## BEGIN

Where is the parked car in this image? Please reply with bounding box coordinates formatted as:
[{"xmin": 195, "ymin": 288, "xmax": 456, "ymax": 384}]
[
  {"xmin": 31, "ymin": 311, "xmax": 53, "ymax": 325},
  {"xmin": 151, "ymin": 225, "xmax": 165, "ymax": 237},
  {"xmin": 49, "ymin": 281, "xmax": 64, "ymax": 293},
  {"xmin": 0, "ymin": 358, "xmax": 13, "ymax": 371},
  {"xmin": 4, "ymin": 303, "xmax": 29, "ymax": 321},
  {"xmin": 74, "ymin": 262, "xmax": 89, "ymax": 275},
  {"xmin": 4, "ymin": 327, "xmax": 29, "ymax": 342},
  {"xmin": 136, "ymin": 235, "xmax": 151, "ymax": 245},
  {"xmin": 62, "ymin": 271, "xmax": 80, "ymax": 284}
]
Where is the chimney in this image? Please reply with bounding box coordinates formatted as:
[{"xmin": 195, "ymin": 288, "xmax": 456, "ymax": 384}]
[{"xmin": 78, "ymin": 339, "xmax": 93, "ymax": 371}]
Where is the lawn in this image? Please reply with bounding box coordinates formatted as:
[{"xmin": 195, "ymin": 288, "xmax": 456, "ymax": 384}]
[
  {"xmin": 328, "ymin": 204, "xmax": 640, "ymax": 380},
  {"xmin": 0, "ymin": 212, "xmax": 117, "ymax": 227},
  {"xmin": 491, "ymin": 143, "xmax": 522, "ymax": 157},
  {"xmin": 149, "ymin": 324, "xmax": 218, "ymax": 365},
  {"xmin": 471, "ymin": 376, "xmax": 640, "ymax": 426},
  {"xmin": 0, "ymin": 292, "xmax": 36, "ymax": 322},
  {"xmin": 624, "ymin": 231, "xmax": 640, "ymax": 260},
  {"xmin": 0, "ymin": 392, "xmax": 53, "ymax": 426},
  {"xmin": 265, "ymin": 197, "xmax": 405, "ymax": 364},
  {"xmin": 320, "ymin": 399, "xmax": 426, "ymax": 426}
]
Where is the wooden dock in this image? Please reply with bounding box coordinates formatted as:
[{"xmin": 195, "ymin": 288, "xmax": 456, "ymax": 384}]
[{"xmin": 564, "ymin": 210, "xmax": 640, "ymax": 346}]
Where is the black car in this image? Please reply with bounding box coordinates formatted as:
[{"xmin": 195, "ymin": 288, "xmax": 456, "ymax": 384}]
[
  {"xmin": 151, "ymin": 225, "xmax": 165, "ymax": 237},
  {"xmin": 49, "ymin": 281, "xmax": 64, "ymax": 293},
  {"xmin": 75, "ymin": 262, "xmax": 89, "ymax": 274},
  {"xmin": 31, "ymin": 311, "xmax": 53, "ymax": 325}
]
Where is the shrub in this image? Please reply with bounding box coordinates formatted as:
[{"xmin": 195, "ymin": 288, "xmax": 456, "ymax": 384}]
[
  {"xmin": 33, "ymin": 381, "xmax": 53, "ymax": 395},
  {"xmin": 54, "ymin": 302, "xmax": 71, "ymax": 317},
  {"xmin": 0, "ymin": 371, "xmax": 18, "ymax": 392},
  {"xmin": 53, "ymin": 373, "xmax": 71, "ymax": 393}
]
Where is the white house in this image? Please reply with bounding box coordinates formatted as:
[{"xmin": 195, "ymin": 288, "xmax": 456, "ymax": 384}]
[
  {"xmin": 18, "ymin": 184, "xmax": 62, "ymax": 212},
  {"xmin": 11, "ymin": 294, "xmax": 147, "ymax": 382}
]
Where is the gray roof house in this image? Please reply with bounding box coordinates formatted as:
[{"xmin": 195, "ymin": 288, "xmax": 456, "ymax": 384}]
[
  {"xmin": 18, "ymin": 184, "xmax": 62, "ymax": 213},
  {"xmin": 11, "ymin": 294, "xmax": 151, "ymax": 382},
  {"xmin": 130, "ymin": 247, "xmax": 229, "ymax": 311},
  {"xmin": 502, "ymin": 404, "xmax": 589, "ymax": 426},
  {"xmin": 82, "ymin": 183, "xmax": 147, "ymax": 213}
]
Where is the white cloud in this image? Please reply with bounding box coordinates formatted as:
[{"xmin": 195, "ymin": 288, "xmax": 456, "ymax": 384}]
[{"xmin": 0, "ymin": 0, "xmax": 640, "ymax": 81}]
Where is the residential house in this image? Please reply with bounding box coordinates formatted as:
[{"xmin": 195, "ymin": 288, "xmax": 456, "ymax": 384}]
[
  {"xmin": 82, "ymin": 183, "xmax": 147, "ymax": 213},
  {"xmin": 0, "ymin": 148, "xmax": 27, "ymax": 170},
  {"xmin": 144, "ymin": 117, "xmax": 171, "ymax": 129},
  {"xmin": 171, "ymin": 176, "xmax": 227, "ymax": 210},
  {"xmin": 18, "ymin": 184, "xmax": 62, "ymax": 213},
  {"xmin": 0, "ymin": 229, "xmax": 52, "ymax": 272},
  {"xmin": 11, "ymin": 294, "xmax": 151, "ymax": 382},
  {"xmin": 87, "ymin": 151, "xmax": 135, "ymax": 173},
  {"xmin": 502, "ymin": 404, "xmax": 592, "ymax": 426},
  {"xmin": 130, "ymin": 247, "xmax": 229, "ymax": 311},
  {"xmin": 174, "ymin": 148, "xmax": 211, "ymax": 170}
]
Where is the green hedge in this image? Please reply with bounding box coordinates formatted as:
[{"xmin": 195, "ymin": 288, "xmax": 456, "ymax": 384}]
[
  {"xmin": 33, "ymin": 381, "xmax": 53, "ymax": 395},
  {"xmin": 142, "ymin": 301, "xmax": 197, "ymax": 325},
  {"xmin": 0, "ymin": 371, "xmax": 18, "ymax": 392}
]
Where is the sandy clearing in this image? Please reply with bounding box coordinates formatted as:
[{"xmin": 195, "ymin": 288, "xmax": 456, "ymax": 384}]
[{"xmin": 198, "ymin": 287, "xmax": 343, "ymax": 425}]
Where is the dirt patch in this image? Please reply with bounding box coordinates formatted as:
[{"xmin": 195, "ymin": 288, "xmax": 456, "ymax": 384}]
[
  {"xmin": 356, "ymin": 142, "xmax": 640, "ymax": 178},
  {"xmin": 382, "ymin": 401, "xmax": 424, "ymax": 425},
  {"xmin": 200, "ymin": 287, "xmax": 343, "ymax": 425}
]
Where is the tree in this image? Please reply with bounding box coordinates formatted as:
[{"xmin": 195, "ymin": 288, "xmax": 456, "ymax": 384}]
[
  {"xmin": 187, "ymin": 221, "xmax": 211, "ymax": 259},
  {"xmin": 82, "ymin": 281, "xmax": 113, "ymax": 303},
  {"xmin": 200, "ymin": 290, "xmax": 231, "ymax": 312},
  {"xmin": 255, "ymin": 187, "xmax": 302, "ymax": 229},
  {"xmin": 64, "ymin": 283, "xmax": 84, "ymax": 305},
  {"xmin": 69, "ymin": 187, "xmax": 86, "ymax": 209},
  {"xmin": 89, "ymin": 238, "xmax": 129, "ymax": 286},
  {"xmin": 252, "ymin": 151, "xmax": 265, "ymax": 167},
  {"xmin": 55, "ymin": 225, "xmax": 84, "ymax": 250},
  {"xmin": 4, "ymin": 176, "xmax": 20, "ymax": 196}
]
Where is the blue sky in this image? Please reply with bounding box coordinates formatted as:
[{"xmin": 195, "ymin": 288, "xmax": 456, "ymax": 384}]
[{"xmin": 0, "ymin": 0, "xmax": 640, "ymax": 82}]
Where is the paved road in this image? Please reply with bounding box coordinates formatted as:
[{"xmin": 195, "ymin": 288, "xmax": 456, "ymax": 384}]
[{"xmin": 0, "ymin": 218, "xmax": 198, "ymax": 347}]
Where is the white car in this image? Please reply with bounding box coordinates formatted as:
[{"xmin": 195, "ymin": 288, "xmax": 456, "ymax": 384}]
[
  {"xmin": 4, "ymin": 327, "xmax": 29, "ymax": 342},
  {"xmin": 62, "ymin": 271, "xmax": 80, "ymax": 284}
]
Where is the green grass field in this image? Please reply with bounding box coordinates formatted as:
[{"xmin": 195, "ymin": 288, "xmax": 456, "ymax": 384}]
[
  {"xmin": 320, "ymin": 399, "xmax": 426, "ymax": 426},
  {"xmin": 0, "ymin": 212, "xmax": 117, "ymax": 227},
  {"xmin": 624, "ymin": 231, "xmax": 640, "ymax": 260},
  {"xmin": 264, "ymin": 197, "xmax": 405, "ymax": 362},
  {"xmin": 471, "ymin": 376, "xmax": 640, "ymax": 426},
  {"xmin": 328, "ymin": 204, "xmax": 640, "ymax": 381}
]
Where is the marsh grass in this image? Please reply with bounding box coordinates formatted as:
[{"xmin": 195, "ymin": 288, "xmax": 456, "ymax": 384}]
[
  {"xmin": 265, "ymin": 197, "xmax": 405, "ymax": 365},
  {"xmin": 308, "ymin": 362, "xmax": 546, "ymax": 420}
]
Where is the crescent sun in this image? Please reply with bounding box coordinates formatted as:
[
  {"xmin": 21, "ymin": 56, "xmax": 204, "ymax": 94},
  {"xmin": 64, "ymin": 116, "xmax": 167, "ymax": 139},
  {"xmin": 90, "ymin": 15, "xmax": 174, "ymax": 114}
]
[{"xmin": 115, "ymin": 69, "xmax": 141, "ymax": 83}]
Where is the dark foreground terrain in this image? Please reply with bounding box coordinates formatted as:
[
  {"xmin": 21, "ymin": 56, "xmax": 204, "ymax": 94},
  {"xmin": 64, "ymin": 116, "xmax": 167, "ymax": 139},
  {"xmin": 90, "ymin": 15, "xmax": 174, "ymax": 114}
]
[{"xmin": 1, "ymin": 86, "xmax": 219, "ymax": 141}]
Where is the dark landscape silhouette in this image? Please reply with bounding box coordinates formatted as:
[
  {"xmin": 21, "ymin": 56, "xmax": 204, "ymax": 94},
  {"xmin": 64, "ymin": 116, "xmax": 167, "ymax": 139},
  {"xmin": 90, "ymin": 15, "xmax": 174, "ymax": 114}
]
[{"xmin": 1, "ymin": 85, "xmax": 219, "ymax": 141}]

## END

Every line from the one holding "Where is the marsh" through the final line of the listing must be echoed exactly; leave out all other lines.

_Exercise result_
Where is the marsh grass in this image? Please reply with bounding box coordinates formatted as:
[{"xmin": 195, "ymin": 288, "xmax": 456, "ymax": 384}]
[
  {"xmin": 265, "ymin": 197, "xmax": 405, "ymax": 365},
  {"xmin": 308, "ymin": 362, "xmax": 546, "ymax": 420}
]
Where is the crescent sun in this image? Please reply with bounding box coordinates formatted as:
[
  {"xmin": 21, "ymin": 56, "xmax": 204, "ymax": 94},
  {"xmin": 64, "ymin": 116, "xmax": 167, "ymax": 139},
  {"xmin": 90, "ymin": 15, "xmax": 174, "ymax": 114}
]
[{"xmin": 115, "ymin": 69, "xmax": 141, "ymax": 83}]
Where is the dark foreground terrain in this image? Please reply with bounding box coordinates formatted as:
[
  {"xmin": 21, "ymin": 56, "xmax": 204, "ymax": 94},
  {"xmin": 64, "ymin": 116, "xmax": 167, "ymax": 139},
  {"xmin": 90, "ymin": 15, "xmax": 174, "ymax": 114}
]
[{"xmin": 1, "ymin": 86, "xmax": 219, "ymax": 141}]
Where is the dark landscape silhouette in this image? Please reply with bounding box coordinates formatted as:
[
  {"xmin": 21, "ymin": 56, "xmax": 204, "ymax": 94},
  {"xmin": 64, "ymin": 116, "xmax": 167, "ymax": 139},
  {"xmin": 90, "ymin": 15, "xmax": 174, "ymax": 114}
]
[{"xmin": 1, "ymin": 85, "xmax": 219, "ymax": 141}]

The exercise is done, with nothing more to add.